__Excerpts from point annotation data__
#####

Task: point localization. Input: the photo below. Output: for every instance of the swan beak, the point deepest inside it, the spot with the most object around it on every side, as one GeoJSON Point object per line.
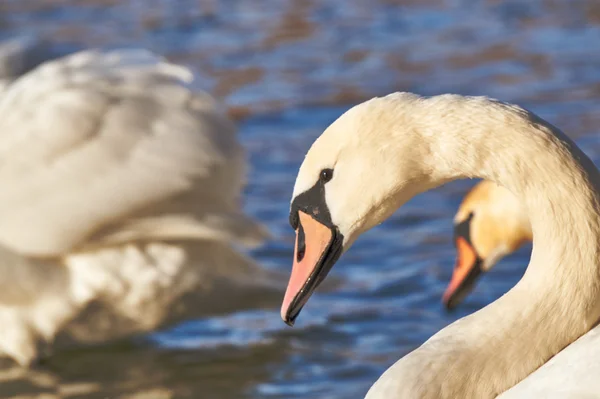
{"type": "Point", "coordinates": [317, 249]}
{"type": "Point", "coordinates": [467, 269]}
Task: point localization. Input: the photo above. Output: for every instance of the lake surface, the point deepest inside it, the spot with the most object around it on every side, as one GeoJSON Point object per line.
{"type": "Point", "coordinates": [285, 70]}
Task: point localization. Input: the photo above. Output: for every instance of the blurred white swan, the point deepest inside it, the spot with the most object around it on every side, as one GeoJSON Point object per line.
{"type": "Point", "coordinates": [119, 198]}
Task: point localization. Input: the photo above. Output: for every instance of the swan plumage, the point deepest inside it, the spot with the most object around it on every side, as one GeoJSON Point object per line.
{"type": "Point", "coordinates": [121, 195]}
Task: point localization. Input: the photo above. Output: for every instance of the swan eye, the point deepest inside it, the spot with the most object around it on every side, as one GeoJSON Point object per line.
{"type": "Point", "coordinates": [326, 175]}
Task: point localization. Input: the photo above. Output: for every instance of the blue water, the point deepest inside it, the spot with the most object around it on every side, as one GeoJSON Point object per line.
{"type": "Point", "coordinates": [286, 70]}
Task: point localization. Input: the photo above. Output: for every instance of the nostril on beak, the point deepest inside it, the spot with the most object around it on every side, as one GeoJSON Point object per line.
{"type": "Point", "coordinates": [301, 250]}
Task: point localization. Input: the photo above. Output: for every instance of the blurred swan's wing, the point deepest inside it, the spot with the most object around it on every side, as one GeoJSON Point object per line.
{"type": "Point", "coordinates": [113, 146]}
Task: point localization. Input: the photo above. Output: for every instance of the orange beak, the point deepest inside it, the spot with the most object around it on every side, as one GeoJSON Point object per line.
{"type": "Point", "coordinates": [466, 272]}
{"type": "Point", "coordinates": [316, 250]}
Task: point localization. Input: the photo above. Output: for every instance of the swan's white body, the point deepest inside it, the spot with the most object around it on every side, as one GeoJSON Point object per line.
{"type": "Point", "coordinates": [381, 153]}
{"type": "Point", "coordinates": [120, 197]}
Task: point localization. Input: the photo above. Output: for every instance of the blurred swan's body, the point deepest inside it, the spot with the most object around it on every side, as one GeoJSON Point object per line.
{"type": "Point", "coordinates": [490, 223]}
{"type": "Point", "coordinates": [120, 197]}
{"type": "Point", "coordinates": [536, 340]}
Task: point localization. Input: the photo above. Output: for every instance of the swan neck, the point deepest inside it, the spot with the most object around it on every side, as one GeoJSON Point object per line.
{"type": "Point", "coordinates": [556, 300]}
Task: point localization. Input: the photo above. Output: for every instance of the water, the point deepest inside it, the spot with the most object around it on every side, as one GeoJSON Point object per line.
{"type": "Point", "coordinates": [286, 70]}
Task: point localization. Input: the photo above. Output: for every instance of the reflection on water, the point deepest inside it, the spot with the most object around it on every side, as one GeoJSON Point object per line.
{"type": "Point", "coordinates": [286, 70]}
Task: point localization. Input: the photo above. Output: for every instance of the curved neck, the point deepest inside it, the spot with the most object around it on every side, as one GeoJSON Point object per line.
{"type": "Point", "coordinates": [556, 301]}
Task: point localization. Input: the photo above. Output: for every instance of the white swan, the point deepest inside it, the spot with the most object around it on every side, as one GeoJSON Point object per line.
{"type": "Point", "coordinates": [383, 152]}
{"type": "Point", "coordinates": [120, 197]}
{"type": "Point", "coordinates": [18, 55]}
{"type": "Point", "coordinates": [490, 223]}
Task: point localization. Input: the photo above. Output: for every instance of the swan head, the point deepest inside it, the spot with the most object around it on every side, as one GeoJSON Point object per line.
{"type": "Point", "coordinates": [351, 179]}
{"type": "Point", "coordinates": [489, 224]}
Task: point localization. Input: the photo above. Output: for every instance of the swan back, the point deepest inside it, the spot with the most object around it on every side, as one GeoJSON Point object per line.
{"type": "Point", "coordinates": [113, 146]}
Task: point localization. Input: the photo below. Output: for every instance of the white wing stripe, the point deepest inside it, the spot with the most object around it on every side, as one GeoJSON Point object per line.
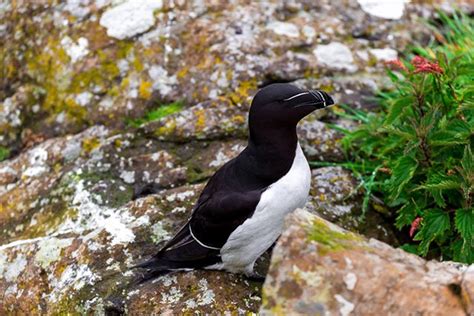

#####

__WHAT THE TASK ASKS__
Please update the lines above by replacing every "point localization" with "keypoint detection" and keeping everything else the same. Omit the pictures from your answer.

__TASK ANSWER__
Task: keypoint detection. Input: the photo below. Output: for every instance of the swan beak, the point deepest inside it, the spot with the most object around it on every side, as one GeoJSON Point object per line.
{"type": "Point", "coordinates": [317, 249]}
{"type": "Point", "coordinates": [467, 269]}
Task: keypoint detection. Input: the photo above. Output: for every instance of the lake surface, the point deepest inside it, the spot with the most object around it on every side, as one GeoJSON Point object per line.
{"type": "Point", "coordinates": [285, 70]}
Task: keypoint detection. Input: the photo above. Output: for every instance of the blurred white swan, the point deepest inside it, the spot with the most object around it on every side, as one GeoJSON Point object per line.
{"type": "Point", "coordinates": [119, 198]}
Task: keypoint detection. Input: the photo above. Output: for every instance of the swan plumage, the point deepest inside it, the spot with the most object around it on every side, as one GeoJSON Point object per line.
{"type": "Point", "coordinates": [121, 195]}
Task: keypoint detection. Input: the photo above. Output: for every instance of the swan eye, the point deepest inside it, the spot with the most object around it on every side, as one GeoJSON Point object per line.
{"type": "Point", "coordinates": [326, 175]}
Task: keypoint detection. Input: the photo above. Output: for every instance of the blue water, the point deepest inside it, the spot with the most object around it on every side, as one GeoJSON Point object per line.
{"type": "Point", "coordinates": [286, 70]}
Task: keypoint detection. Input: the photo above. Output: for every instance of the nostril on beak, the point deepest inside it, the spot with the most object around it on every side, as one GeoJSON Point object per line.
{"type": "Point", "coordinates": [301, 250]}
Task: keypoint detection. Input: the photo above. Output: for every instance of the blurred swan's wing, the point deepest inside it, the spot with the most object around it on every side, as one GeoJSON Point object per line.
{"type": "Point", "coordinates": [113, 146]}
Task: keypoint detection. Input: the photo above. Output: for every instance of the orange beak, the point deepest inside it, the spot with the most object around it on every side, as one GeoJSON Point object per line.
{"type": "Point", "coordinates": [466, 272]}
{"type": "Point", "coordinates": [316, 250]}
Task: keypoint detection. Input: the photo above. Output: for every instance of the swan's white body, the point deepest inside it, the spot with the most object around it on every side, as one GeoJSON Point object per line.
{"type": "Point", "coordinates": [381, 153]}
{"type": "Point", "coordinates": [120, 197]}
Task: keypoint detection. Input: the photo above. Output: for every instance of the blurred swan's body, the point deepest inside it, the spot with the most object around it on every side, as one GeoJSON Point object per line.
{"type": "Point", "coordinates": [490, 223]}
{"type": "Point", "coordinates": [120, 197]}
{"type": "Point", "coordinates": [536, 340]}
Task: keypoint detection. Input: the photo above. Output: for every instance of the swan neck, the point deepest inside it, the spot with the most object around it on every side, as one GeoJSON Point object per line.
{"type": "Point", "coordinates": [556, 300]}
Task: keypoint detection. Input: the photo above. Output: for every instance of the water, the point deepest inside it, the spot with the most object around it on every side, as one GeoJSON Point object per line.
{"type": "Point", "coordinates": [286, 70]}
Task: keypoint detection. Input: the photo above. Output: for every instance of the reflection on water, the point deepest inside it, the spot with the most object around it on every side, as one GeoJSON Point object per line.
{"type": "Point", "coordinates": [286, 70]}
Task: keypoint detection. Input: the photo above. Output: for every instance of the curved neck, the point deepest inside it, the spot with the most object around it on every side, as one GeoJSON Point object per line.
{"type": "Point", "coordinates": [556, 301]}
Task: keypoint detection. Input: the photo above. Output: for every instance of the white swan, the point deepest inside it, the spot with the most object around it on every side, as one GeoJSON Point object per line.
{"type": "Point", "coordinates": [383, 152]}
{"type": "Point", "coordinates": [120, 197]}
{"type": "Point", "coordinates": [18, 55]}
{"type": "Point", "coordinates": [490, 223]}
Task: keypoint detection. Input: the photo above. Output: for every instance of the swan head, the point deepest inside it, the spot with the most object around it on every side, as one GeoJSON Point object per line.
{"type": "Point", "coordinates": [351, 179]}
{"type": "Point", "coordinates": [489, 224]}
Task: keypoint detection. Input: the photo above. Output: for every instance of the swan back, the point deepest inside it, the spot with the most object around it on every side, as one GeoJSON Point object per line.
{"type": "Point", "coordinates": [113, 146]}
Task: keypoint detection. Input: the photo below. Output: for every instance of the white wing stripe, the point deepest inside it, the spot with the most object around it on every side, as one GeoJSON Point object per line.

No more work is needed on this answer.